[INPUT FOR THIS TASK]:
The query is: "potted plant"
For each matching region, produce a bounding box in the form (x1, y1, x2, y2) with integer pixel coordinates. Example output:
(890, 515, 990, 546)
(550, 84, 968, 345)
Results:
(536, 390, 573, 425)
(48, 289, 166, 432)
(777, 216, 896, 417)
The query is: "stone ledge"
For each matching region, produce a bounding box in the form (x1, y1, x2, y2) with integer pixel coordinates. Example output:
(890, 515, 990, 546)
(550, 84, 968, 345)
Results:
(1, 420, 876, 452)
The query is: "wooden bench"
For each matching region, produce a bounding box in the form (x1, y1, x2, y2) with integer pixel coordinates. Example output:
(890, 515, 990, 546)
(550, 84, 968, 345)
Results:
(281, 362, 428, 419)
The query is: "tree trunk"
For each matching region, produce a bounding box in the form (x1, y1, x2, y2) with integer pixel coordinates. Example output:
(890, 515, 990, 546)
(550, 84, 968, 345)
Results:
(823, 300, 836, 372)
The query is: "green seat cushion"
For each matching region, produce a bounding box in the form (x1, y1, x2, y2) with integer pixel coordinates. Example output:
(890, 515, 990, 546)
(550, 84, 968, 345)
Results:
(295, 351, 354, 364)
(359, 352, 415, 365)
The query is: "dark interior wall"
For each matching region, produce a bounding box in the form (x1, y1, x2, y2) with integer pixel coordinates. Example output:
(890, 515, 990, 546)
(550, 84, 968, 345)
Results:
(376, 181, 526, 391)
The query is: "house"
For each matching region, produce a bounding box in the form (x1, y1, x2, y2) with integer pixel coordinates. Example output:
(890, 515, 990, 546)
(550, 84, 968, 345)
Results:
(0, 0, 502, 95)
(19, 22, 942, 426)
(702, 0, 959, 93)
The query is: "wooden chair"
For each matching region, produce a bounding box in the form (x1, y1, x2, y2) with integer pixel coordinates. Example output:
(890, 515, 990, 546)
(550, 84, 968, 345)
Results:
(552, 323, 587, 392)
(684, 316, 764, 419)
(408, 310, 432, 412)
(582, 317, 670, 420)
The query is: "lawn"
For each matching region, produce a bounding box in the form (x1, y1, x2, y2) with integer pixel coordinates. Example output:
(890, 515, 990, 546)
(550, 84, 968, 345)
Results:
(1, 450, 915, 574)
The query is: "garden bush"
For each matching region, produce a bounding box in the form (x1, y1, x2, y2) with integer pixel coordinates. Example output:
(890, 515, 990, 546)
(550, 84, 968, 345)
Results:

[EXERCISE DIRECTIONS]:
Take the entries above and return all of them exactly.

[OUTPUT OF THE TASK]:
The query is: "potted plant"
For each matching region, produce a bounding box in the form (x1, y1, x2, y2) with integer pixel coordinates. Example output:
(890, 515, 990, 546)
(550, 84, 968, 345)
Results:
(536, 390, 573, 425)
(48, 289, 166, 432)
(777, 216, 896, 417)
The query is: "stone ledge"
For each matching region, produce a bounding box in the form (x1, y1, x2, y2) with integer pixel coordinates. Example output:
(890, 515, 990, 546)
(550, 84, 968, 345)
Results:
(1, 420, 876, 452)
The query is: "wooden bench"
For each matching region, produce a bounding box in the form (x1, y1, x2, y2) with integer pixel coordinates. Example output:
(890, 515, 990, 546)
(550, 84, 968, 345)
Results:
(281, 362, 428, 419)
The query is: "tree trunk"
For each matching region, produce a bounding box in the form (x1, y1, x2, y2) with integer pixel coordinates. Example output:
(890, 515, 990, 546)
(550, 84, 968, 345)
Results:
(823, 300, 836, 372)
The query is: "green seat cushion"
For each matching region, produce a bounding box in the form (x1, y1, x2, y2) with integer pixel coordinates. Example output:
(890, 515, 990, 546)
(550, 84, 968, 345)
Results:
(295, 351, 354, 364)
(359, 352, 415, 365)
The query is: "dark interior wall"
For each matching region, produce a bounding box in the form (x1, y1, x2, y2) with integer pixel coordinates. Example output:
(890, 515, 990, 546)
(550, 84, 968, 345)
Results:
(376, 181, 526, 391)
The query is: "house"
For each matching region, produce a bounding box in the form (x1, y1, x2, y2) with integer pixel coordinates. Example output:
(890, 515, 990, 546)
(550, 84, 968, 345)
Results:
(0, 0, 502, 95)
(19, 22, 942, 426)
(702, 0, 959, 93)
The query is: "wooden chair"
For each matching region, produce a bounding box in the form (x1, y1, x2, y2) with integer pixel coordinates. Example output:
(890, 515, 990, 546)
(550, 84, 968, 345)
Results:
(552, 323, 587, 392)
(684, 316, 764, 419)
(408, 310, 432, 412)
(582, 317, 670, 420)
The query is: "lawn"
For each matching region, produce a bounding box in the form (x1, y1, x2, y2) with integer pixel coordinates. Example output:
(890, 515, 990, 546)
(550, 84, 968, 345)
Results:
(1, 450, 915, 574)
The query is: "garden bush"
For each matching region, produce a bounding box in the form (x1, y1, x2, y2) with integer pixel coordinates. Example output:
(890, 515, 990, 546)
(550, 84, 968, 345)
Results:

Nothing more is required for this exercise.